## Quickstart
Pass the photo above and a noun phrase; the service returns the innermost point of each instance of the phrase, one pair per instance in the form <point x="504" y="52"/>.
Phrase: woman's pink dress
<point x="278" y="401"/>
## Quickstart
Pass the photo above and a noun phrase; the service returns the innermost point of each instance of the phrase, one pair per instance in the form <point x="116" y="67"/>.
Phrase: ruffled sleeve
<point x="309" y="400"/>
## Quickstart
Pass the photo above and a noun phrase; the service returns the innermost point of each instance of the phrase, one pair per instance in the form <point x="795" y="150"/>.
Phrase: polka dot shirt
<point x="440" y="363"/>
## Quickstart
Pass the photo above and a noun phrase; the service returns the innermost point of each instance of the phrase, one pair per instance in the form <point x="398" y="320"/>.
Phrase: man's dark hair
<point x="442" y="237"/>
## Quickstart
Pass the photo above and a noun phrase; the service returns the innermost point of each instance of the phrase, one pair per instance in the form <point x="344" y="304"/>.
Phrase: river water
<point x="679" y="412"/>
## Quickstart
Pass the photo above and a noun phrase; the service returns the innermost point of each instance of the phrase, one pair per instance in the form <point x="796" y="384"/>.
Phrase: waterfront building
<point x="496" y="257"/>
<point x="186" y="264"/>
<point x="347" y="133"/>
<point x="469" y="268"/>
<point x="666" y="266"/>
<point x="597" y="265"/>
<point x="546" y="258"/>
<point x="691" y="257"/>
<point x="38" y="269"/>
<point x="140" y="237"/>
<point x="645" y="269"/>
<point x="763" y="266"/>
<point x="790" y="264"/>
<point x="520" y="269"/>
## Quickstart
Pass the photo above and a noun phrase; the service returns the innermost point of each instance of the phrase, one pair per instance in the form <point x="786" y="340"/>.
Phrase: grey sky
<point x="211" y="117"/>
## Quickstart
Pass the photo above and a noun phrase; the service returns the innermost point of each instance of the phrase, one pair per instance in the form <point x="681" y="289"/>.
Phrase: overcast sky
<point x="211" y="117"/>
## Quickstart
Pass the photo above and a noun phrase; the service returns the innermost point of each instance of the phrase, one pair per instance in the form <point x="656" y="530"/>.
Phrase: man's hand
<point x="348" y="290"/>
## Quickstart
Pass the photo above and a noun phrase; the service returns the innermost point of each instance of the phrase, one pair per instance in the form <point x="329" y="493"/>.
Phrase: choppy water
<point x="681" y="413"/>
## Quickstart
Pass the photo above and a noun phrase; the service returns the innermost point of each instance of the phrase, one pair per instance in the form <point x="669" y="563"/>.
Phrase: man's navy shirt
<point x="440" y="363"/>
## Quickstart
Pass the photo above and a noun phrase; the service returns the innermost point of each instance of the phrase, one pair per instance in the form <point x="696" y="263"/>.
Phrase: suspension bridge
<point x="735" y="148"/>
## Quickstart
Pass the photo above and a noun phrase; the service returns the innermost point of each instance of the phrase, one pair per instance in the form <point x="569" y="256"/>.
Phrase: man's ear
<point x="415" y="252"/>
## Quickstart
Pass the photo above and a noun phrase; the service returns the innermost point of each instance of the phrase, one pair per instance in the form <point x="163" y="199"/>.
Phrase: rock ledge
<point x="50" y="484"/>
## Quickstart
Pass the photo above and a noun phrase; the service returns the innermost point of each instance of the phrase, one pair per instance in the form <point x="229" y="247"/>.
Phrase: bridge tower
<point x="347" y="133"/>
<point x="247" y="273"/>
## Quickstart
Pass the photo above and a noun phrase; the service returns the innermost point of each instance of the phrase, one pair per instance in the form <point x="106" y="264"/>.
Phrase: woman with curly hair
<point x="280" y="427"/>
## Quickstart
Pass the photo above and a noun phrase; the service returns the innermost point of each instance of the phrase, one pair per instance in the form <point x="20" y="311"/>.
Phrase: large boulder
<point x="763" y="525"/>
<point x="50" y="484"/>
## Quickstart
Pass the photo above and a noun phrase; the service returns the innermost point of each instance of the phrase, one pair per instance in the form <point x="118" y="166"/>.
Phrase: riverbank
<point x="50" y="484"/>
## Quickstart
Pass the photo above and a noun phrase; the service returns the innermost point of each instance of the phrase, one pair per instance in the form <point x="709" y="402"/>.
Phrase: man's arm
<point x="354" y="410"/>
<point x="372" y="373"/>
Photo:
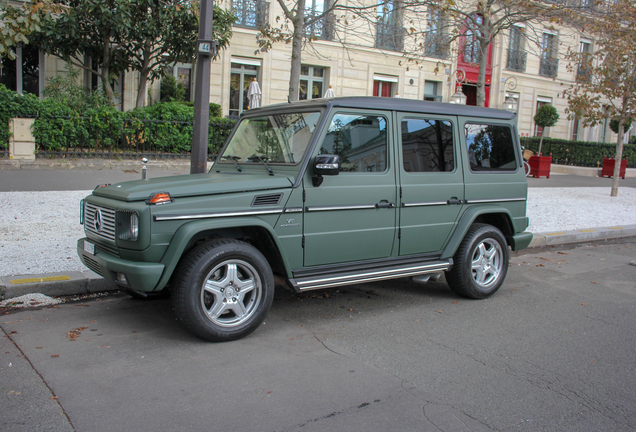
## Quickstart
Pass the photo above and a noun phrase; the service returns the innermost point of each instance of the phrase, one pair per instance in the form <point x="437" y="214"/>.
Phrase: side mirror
<point x="325" y="165"/>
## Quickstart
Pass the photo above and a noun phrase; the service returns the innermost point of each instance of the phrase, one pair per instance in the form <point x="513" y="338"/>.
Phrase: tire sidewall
<point x="474" y="238"/>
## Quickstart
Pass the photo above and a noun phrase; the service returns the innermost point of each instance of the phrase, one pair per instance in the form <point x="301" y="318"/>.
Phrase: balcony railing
<point x="549" y="67"/>
<point x="516" y="60"/>
<point x="319" y="29"/>
<point x="437" y="46"/>
<point x="389" y="37"/>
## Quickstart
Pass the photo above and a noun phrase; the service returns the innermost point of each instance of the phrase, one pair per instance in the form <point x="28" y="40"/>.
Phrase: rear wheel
<point x="480" y="264"/>
<point x="224" y="290"/>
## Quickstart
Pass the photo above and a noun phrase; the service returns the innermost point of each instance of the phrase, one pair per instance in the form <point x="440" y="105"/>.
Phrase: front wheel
<point x="224" y="290"/>
<point x="480" y="263"/>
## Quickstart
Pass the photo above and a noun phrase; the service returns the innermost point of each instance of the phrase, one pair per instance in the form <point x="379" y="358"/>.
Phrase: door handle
<point x="385" y="205"/>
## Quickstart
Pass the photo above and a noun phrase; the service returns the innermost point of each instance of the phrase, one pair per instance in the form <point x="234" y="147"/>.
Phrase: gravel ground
<point x="39" y="230"/>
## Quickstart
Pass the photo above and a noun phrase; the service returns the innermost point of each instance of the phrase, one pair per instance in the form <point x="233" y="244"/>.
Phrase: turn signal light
<point x="159" y="198"/>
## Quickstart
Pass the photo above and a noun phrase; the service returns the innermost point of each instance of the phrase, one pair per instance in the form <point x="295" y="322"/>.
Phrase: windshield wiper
<point x="234" y="159"/>
<point x="269" y="170"/>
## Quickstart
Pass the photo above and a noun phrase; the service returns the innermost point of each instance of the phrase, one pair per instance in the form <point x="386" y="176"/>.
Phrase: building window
<point x="240" y="79"/>
<point x="312" y="82"/>
<point x="437" y="42"/>
<point x="538" y="130"/>
<point x="516" y="54"/>
<point x="316" y="26"/>
<point x="23" y="73"/>
<point x="472" y="49"/>
<point x="250" y="13"/>
<point x="389" y="32"/>
<point x="383" y="85"/>
<point x="585" y="62"/>
<point x="432" y="91"/>
<point x="549" y="61"/>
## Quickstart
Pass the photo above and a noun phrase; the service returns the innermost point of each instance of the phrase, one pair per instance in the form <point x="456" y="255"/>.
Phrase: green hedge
<point x="579" y="153"/>
<point x="165" y="127"/>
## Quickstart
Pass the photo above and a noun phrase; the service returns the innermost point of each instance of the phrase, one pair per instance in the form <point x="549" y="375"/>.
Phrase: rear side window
<point x="359" y="140"/>
<point x="490" y="147"/>
<point x="427" y="145"/>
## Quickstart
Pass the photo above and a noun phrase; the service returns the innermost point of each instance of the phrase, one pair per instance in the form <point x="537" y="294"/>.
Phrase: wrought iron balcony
<point x="322" y="28"/>
<point x="549" y="67"/>
<point x="437" y="46"/>
<point x="516" y="60"/>
<point x="389" y="37"/>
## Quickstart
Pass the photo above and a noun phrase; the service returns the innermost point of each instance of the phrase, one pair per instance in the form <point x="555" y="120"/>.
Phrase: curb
<point x="94" y="164"/>
<point x="54" y="284"/>
<point x="86" y="282"/>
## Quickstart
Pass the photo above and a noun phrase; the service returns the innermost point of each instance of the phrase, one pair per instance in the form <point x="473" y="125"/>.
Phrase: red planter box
<point x="610" y="164"/>
<point x="540" y="166"/>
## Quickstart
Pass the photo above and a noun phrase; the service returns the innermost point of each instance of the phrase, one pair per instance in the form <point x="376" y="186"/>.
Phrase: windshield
<point x="274" y="138"/>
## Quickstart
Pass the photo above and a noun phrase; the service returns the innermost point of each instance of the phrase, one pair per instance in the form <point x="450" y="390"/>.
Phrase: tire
<point x="224" y="290"/>
<point x="480" y="263"/>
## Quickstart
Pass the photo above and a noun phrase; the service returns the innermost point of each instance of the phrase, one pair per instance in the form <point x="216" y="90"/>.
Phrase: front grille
<point x="92" y="264"/>
<point x="99" y="221"/>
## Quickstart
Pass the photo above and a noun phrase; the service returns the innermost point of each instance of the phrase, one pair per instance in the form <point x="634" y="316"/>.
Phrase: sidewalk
<point x="40" y="233"/>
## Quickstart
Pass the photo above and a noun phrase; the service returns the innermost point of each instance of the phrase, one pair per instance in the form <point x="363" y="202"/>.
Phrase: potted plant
<point x="545" y="117"/>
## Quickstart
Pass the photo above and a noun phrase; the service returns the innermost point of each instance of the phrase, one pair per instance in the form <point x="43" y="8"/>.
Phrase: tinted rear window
<point x="490" y="147"/>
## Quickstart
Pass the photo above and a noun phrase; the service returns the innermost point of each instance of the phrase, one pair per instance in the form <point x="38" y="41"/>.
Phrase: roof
<point x="397" y="104"/>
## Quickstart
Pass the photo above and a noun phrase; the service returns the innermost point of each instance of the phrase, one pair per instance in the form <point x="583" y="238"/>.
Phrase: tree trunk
<point x="618" y="157"/>
<point x="297" y="46"/>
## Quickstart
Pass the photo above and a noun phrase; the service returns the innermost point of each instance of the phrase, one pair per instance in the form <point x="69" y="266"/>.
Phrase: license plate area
<point x="89" y="247"/>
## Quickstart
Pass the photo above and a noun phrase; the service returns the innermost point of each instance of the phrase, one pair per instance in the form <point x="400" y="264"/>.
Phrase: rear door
<point x="431" y="181"/>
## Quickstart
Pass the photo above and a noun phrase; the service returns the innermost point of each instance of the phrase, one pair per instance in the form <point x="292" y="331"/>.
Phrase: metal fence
<point x="119" y="137"/>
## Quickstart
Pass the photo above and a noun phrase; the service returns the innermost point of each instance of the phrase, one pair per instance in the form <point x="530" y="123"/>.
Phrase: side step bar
<point x="368" y="275"/>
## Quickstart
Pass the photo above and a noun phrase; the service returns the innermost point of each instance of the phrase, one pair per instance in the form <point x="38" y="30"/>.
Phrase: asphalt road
<point x="553" y="350"/>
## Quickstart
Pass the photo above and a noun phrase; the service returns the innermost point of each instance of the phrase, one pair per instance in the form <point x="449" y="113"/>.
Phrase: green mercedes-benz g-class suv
<point x="319" y="194"/>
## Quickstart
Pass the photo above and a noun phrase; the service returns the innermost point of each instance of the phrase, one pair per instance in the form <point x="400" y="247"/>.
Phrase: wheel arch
<point x="253" y="231"/>
<point x="494" y="215"/>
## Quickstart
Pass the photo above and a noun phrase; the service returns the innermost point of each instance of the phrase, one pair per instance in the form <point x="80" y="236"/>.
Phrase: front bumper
<point x="141" y="276"/>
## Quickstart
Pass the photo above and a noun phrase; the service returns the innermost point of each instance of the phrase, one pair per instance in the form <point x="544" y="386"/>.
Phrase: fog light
<point x="122" y="279"/>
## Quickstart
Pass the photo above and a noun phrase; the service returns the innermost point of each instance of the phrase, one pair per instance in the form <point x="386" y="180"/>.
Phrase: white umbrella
<point x="254" y="94"/>
<point x="330" y="93"/>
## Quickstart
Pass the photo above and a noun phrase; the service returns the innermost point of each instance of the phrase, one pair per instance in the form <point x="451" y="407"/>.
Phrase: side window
<point x="490" y="147"/>
<point x="427" y="145"/>
<point x="360" y="140"/>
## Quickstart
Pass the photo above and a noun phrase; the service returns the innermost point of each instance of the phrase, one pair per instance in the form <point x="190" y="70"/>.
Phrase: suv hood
<point x="194" y="184"/>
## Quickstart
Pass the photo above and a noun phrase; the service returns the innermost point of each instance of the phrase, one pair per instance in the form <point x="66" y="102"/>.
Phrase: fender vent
<point x="267" y="200"/>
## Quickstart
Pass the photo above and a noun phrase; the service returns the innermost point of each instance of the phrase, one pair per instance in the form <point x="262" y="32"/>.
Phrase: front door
<point x="431" y="181"/>
<point x="352" y="216"/>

☆ ☆ ☆ ☆

▸ **Directions**:
Identify every line in the material above that contains the word "green", and copy each of those lines in full.

▸ **Exercise output**:
Phrase: green hedge
Phrase: green mercedes-benz g-class suv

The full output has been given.